* _The problem_
An exact copy of all the data is required, with pictures left out.

--- Input rows ---

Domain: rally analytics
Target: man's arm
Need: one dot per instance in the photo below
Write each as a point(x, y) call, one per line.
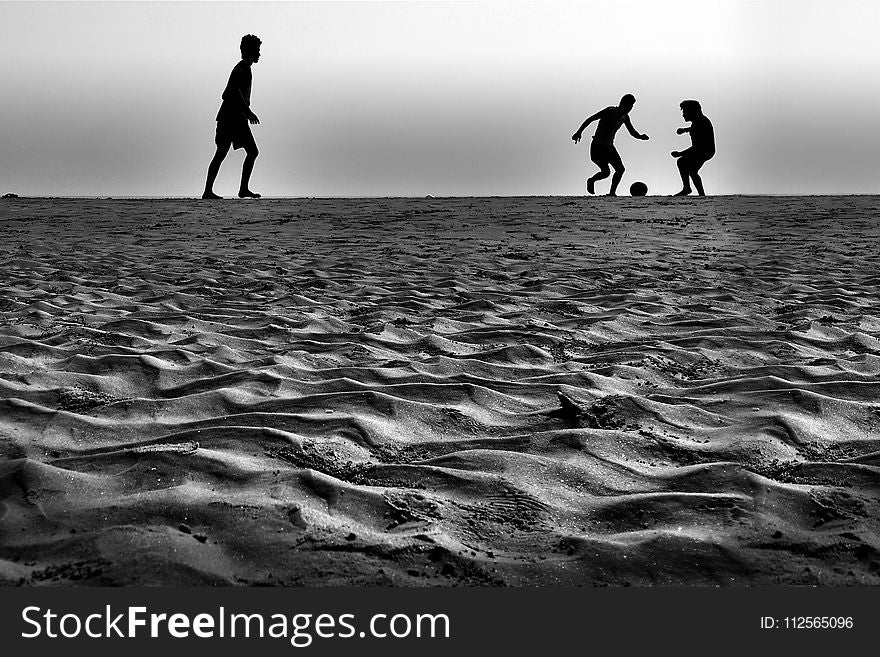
point(635, 133)
point(247, 109)
point(576, 137)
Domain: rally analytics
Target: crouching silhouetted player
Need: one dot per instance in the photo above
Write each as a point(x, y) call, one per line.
point(602, 150)
point(702, 147)
point(233, 120)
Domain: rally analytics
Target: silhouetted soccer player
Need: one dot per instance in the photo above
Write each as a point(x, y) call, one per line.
point(233, 120)
point(602, 150)
point(702, 146)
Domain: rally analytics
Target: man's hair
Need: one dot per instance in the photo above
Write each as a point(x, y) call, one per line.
point(249, 43)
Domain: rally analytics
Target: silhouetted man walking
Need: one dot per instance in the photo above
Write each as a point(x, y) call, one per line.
point(602, 150)
point(233, 120)
point(702, 146)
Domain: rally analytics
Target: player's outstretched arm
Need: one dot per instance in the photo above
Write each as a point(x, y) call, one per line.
point(576, 137)
point(635, 133)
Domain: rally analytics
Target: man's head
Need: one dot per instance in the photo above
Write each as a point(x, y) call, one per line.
point(627, 102)
point(250, 48)
point(690, 109)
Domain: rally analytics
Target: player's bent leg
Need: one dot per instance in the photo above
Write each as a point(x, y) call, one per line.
point(223, 146)
point(684, 172)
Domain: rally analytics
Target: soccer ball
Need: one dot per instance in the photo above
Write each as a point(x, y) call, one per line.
point(638, 189)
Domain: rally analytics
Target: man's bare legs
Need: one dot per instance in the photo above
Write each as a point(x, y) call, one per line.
point(604, 172)
point(246, 169)
point(689, 170)
point(214, 169)
point(617, 163)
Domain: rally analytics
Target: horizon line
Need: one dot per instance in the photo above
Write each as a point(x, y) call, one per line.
point(133, 197)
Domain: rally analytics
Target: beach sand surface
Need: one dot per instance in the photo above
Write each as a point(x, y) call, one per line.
point(513, 391)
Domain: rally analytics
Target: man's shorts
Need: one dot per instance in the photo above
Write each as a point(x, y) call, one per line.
point(604, 154)
point(694, 161)
point(237, 132)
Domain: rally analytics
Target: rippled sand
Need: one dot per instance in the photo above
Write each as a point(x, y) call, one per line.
point(440, 392)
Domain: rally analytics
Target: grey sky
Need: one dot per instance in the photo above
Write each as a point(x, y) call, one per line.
point(443, 98)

---

* _Answer to this problem_
Domain: rally analytics
Target: man's arm
Need: one dot per instance in the photo below
Write each as a point(x, y) call, one per line.
point(635, 133)
point(247, 109)
point(576, 137)
Domain: rally analytics
Target: crouching silhouetted player
Need: one dot per instance in the photo above
Write each as a point(x, y) call, one per line.
point(602, 150)
point(702, 147)
point(233, 120)
Domain: rally analytics
Target: silhouetted soccer player
Need: one dot per instance in the photo above
Write each as a point(x, y) call, one per line.
point(233, 120)
point(602, 150)
point(702, 146)
Domain: rally analytics
Target: man's hair
Need: one dot per instance in the photo above
Write each as a point(x, y) call, one per line.
point(249, 43)
Domain: rally analytics
Target: silhouetted man walking
Need: one dot per instance in the photo above
Write each as a point(x, y) call, one per line.
point(602, 150)
point(233, 120)
point(702, 146)
Domain: rally analytics
Target: player's outstretched arm
Need: one dot per instance in the photo above
Write each as a point(x, y) call, one per line.
point(576, 137)
point(635, 133)
Domain: rally analytics
Target: man's head
Need: one dot per instance in the photo above
Write each as a point(x, y) call, one per line.
point(627, 102)
point(250, 48)
point(690, 109)
Domain: rally analytics
Target: player's bent leg
Need: one dot per instance in the photo above
Write each as a point(x, y) call, one per line.
point(223, 146)
point(684, 172)
Domain: rally analytics
Target: soccer ball
Need: one dot per instance in the photo above
Write each as a point(x, y) call, one per line.
point(638, 189)
Domain: rally analytics
Target: man's bare legs
Need: one dot per instance in the photo above
Write each as a point(x, y) call, one per line.
point(604, 172)
point(246, 169)
point(689, 170)
point(214, 169)
point(617, 163)
Domain: rally analytics
Target: horizon line
Need: one dot per instance in the photo above
Write each as a point(x, y) call, one per line.
point(133, 197)
Domain: rally analytics
Target: beach sand surface
Need: one dot per instance in the photo above
Write each as a point(x, y) call, one per line.
point(513, 391)
Domain: rally analytics
Target: man's shorts
Need: one dot per instance in the photo above
Write each as a point(x, y) call, one per line.
point(604, 154)
point(694, 161)
point(237, 132)
Domain: rally analytics
Target: rippled sand
Need: one dot per instance in the photo above
Write each as a point(x, y) call, one per line.
point(440, 392)
Domain: rally analytics
Target: grey sky
Need: one dot per instance in the photo above
Write each as a point(x, y) call, one per line.
point(443, 98)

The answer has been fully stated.